- TASK DETAILS -
In the items below, substitute "cutouts" for "holes" everywhere it appears, leaving everything else unchanged.

- INFORMATION SUPPLIED -
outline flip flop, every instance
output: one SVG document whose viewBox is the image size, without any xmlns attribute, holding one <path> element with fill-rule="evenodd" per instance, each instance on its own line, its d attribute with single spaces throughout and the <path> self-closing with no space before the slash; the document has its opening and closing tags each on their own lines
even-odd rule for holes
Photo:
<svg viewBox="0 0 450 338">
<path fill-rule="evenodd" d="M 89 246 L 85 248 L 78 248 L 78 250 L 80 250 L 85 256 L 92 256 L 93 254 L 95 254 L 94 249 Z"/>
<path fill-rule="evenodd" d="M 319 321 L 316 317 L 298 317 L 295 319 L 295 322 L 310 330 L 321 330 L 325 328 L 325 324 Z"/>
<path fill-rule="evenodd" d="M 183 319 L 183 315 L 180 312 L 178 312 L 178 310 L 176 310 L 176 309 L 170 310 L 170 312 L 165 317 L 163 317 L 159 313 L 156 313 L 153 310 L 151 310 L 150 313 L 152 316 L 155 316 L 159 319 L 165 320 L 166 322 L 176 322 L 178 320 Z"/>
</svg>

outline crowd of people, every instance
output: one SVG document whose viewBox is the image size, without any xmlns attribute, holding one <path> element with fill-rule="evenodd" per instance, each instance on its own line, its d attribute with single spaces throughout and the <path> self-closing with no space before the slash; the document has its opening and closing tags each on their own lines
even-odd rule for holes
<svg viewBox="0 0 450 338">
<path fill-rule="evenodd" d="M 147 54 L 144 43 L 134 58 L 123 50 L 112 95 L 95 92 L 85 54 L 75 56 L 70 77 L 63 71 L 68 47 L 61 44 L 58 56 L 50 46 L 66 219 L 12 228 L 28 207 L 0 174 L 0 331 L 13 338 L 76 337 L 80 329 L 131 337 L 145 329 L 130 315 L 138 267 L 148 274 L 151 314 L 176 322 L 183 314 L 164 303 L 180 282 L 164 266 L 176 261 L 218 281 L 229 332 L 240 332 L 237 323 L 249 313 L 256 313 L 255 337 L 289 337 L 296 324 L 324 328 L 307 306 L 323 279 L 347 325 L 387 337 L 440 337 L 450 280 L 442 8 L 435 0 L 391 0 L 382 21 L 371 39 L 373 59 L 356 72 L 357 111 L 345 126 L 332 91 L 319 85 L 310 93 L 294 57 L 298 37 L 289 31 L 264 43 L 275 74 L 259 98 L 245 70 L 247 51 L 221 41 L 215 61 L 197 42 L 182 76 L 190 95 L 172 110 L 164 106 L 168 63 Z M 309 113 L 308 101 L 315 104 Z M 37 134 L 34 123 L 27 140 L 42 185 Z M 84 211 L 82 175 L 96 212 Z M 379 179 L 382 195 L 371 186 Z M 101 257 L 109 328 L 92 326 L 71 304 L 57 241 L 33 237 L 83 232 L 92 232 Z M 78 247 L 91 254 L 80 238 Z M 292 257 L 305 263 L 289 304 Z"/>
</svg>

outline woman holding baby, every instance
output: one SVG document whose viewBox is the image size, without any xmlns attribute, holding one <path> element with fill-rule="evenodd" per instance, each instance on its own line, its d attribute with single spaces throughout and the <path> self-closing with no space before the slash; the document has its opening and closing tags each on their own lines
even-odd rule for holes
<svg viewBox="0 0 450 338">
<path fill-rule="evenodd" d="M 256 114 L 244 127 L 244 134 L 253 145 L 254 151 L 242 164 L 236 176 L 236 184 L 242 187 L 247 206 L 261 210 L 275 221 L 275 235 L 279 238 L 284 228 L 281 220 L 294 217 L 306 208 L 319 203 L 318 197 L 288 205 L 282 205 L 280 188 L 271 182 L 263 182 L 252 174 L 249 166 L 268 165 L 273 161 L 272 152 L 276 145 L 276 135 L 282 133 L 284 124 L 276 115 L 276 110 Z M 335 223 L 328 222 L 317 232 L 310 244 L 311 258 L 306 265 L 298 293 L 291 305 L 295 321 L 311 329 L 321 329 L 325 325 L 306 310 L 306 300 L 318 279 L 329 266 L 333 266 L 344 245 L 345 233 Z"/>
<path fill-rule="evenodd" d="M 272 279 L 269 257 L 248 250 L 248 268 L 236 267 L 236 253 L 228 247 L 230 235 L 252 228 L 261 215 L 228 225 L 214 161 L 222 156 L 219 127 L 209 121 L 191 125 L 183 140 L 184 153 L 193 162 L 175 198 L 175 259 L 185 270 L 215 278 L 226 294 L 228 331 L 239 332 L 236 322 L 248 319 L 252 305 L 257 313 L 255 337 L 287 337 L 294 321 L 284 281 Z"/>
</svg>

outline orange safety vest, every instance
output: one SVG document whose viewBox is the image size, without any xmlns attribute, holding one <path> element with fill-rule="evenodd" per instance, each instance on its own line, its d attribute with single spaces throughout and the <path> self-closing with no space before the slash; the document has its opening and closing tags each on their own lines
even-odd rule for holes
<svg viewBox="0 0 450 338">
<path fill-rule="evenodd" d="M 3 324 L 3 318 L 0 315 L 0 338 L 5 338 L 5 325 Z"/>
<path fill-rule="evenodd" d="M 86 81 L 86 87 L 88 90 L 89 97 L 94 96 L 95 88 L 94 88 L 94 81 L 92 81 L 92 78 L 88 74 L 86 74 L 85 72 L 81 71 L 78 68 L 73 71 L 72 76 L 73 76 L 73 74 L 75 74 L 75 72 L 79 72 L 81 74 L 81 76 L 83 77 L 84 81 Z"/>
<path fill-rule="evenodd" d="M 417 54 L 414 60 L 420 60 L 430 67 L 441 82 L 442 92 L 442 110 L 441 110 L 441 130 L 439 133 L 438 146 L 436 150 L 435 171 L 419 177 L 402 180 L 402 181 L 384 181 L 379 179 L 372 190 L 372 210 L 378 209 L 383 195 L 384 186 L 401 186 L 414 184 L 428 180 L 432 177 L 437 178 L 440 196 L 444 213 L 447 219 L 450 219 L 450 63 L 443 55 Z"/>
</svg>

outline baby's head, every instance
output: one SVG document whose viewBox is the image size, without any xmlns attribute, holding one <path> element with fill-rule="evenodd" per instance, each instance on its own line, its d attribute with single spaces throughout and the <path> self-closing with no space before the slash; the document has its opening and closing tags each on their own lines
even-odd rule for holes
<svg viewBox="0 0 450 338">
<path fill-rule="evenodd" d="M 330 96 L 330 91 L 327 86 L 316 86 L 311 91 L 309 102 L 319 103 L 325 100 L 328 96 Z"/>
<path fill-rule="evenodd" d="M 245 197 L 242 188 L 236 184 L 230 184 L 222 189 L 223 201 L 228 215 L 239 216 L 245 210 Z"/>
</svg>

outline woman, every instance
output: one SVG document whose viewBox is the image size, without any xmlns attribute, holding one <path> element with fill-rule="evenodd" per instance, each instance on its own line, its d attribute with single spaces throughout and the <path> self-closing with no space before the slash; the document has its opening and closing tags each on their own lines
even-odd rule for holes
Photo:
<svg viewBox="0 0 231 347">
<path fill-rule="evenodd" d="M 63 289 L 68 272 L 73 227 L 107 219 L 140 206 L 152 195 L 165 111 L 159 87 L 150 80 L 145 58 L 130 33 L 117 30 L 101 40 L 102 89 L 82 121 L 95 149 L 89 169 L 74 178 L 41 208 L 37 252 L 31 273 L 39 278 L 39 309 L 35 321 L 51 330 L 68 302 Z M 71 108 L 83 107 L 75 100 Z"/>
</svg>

- FINAL ANSWER -
outline flip flop, every instance
output: one SVG document whose viewBox is the image size, without any xmlns attribute, holding one <path> element with fill-rule="evenodd" per instance, each instance on its own line, its d attribute with single spaces throughout and the <path> self-closing with no space before the slash; the document has its opening and closing tags each on their own lines
even-odd rule for cutouts
Photo:
<svg viewBox="0 0 450 338">
<path fill-rule="evenodd" d="M 89 246 L 85 248 L 78 248 L 78 250 L 80 250 L 85 256 L 92 256 L 93 254 L 95 254 L 94 249 Z"/>
<path fill-rule="evenodd" d="M 319 321 L 316 317 L 298 317 L 295 319 L 295 322 L 310 330 L 321 330 L 325 328 L 325 324 Z"/>
<path fill-rule="evenodd" d="M 183 319 L 183 315 L 180 312 L 178 312 L 178 310 L 176 310 L 176 309 L 170 310 L 170 312 L 165 317 L 163 317 L 159 313 L 156 313 L 153 310 L 151 310 L 150 313 L 152 316 L 155 316 L 159 319 L 165 320 L 166 322 L 176 322 L 178 320 Z"/>
</svg>

outline crowd of people, every instance
output: one SVG document whose viewBox is the image size, without any xmlns attribute, holding one <path> element with fill-rule="evenodd" per instance, each instance on its own line, its d attribute with single spaces throughout and the <path> self-closing with no space before the slash; the document has its opening and closing tags each on their own lines
even-odd rule for cutouts
<svg viewBox="0 0 450 338">
<path fill-rule="evenodd" d="M 147 54 L 144 43 L 134 58 L 123 50 L 112 95 L 95 92 L 85 54 L 75 56 L 70 77 L 63 71 L 68 47 L 61 44 L 58 56 L 50 46 L 66 219 L 12 228 L 28 207 L 0 174 L 0 331 L 13 338 L 76 337 L 80 329 L 131 337 L 145 329 L 130 315 L 138 267 L 148 274 L 151 314 L 176 322 L 183 314 L 164 303 L 180 282 L 164 266 L 176 261 L 218 281 L 229 332 L 240 332 L 237 323 L 249 313 L 256 313 L 255 337 L 289 337 L 296 324 L 324 328 L 307 306 L 323 279 L 347 325 L 387 337 L 440 337 L 450 280 L 442 8 L 435 0 L 391 0 L 382 21 L 371 39 L 373 59 L 356 72 L 357 111 L 345 126 L 332 91 L 319 85 L 310 93 L 294 57 L 298 37 L 289 31 L 264 43 L 275 74 L 259 98 L 245 70 L 247 51 L 221 41 L 215 61 L 197 42 L 182 76 L 190 95 L 172 110 L 164 106 L 168 63 Z M 309 113 L 308 101 L 315 104 Z M 37 134 L 34 123 L 27 140 L 42 185 Z M 84 211 L 82 175 L 96 212 Z M 379 179 L 382 195 L 371 186 Z M 101 257 L 109 328 L 92 326 L 71 304 L 57 241 L 33 237 L 83 232 L 92 232 Z M 78 247 L 91 254 L 80 238 Z M 292 257 L 305 263 L 289 304 Z"/>
</svg>

outline woman holding baby, every instance
output: one SVG document whose viewBox is the image size, without any xmlns attribute, holding one <path> element with fill-rule="evenodd" per instance, each instance on its own line, its d attribute with single spaces throughout and the <path> self-closing with no space before the slash; the document has its opening and closing tags each on their own lines
even-odd rule for cutouts
<svg viewBox="0 0 450 338">
<path fill-rule="evenodd" d="M 256 114 L 244 127 L 244 134 L 253 145 L 254 151 L 242 164 L 236 176 L 236 184 L 242 187 L 247 206 L 261 210 L 275 221 L 275 235 L 279 238 L 284 228 L 281 220 L 294 217 L 306 208 L 319 203 L 318 197 L 288 205 L 282 205 L 280 188 L 271 182 L 263 182 L 252 174 L 249 166 L 268 165 L 273 161 L 272 152 L 276 145 L 276 135 L 282 133 L 284 124 L 276 115 L 276 110 Z M 335 223 L 328 222 L 317 232 L 310 244 L 311 258 L 306 265 L 298 293 L 291 305 L 295 321 L 311 329 L 321 329 L 325 325 L 306 310 L 306 300 L 318 279 L 329 266 L 333 266 L 344 245 L 345 233 Z"/>
<path fill-rule="evenodd" d="M 272 279 L 269 257 L 248 250 L 248 268 L 236 267 L 236 253 L 228 247 L 230 235 L 252 228 L 261 215 L 228 225 L 214 161 L 222 156 L 219 127 L 209 121 L 191 125 L 183 140 L 184 153 L 193 162 L 175 198 L 175 259 L 185 270 L 215 278 L 226 294 L 228 331 L 239 332 L 236 322 L 248 319 L 252 305 L 257 313 L 255 337 L 287 337 L 294 321 L 284 281 Z"/>
</svg>

outline orange safety vest, every instance
output: one SVG document whose viewBox is the image size, without any xmlns attribute, holding one <path> element with fill-rule="evenodd" per instance, each instance on its own line, its d attribute with single spaces throughout and the <path> self-closing with no space before the slash; the document has its opening and closing tags each on their own lines
even-odd rule for cutouts
<svg viewBox="0 0 450 338">
<path fill-rule="evenodd" d="M 3 324 L 3 318 L 0 315 L 0 338 L 5 338 L 5 325 Z"/>
<path fill-rule="evenodd" d="M 86 81 L 86 87 L 88 90 L 89 97 L 94 96 L 95 88 L 94 88 L 94 81 L 92 81 L 92 78 L 88 74 L 86 74 L 85 72 L 81 71 L 78 68 L 73 71 L 72 76 L 73 76 L 73 74 L 75 74 L 75 72 L 79 72 L 81 74 L 81 76 L 83 77 L 84 81 Z"/>
<path fill-rule="evenodd" d="M 417 54 L 414 60 L 420 60 L 430 67 L 441 82 L 442 92 L 442 110 L 441 110 L 441 130 L 439 133 L 438 146 L 436 150 L 435 171 L 419 177 L 402 180 L 402 181 L 384 181 L 379 179 L 372 190 L 372 210 L 378 209 L 383 195 L 384 186 L 401 186 L 414 184 L 428 180 L 432 177 L 437 178 L 440 196 L 444 213 L 447 219 L 450 219 L 450 63 L 443 55 Z"/>
</svg>

outline baby's head, every instance
output: one SVG document whose viewBox is the image size, without any xmlns attribute, holding one <path> element with fill-rule="evenodd" per instance, each instance on its own line, its d attribute with single spaces throughout and the <path> self-closing with no space before the slash; the document has its opening and closing tags each on their own lines
even-odd rule for cutouts
<svg viewBox="0 0 450 338">
<path fill-rule="evenodd" d="M 330 96 L 330 91 L 327 86 L 316 86 L 311 91 L 309 102 L 319 103 L 325 100 L 328 96 Z"/>
<path fill-rule="evenodd" d="M 245 197 L 242 188 L 236 184 L 230 184 L 222 189 L 223 201 L 228 215 L 239 216 L 245 210 Z"/>
</svg>

outline woman, every instance
output: one SVG document whose viewBox is the image size, without any xmlns attribute, holding one <path> element with fill-rule="evenodd" per instance, each instance on its own line, its d attribute with single spaces throughout and the <path> self-closing with no space before the slash; the document has its opening and closing tags each on their own lines
even-odd rule for cutouts
Photo:
<svg viewBox="0 0 231 347">
<path fill-rule="evenodd" d="M 63 289 L 68 272 L 73 227 L 107 219 L 140 206 L 152 195 L 165 111 L 159 87 L 150 80 L 145 58 L 130 33 L 117 30 L 101 40 L 102 89 L 82 121 L 95 149 L 89 169 L 74 178 L 41 208 L 37 252 L 31 273 L 39 278 L 39 309 L 35 321 L 51 330 L 68 302 Z M 71 108 L 83 107 L 75 100 Z"/>
</svg>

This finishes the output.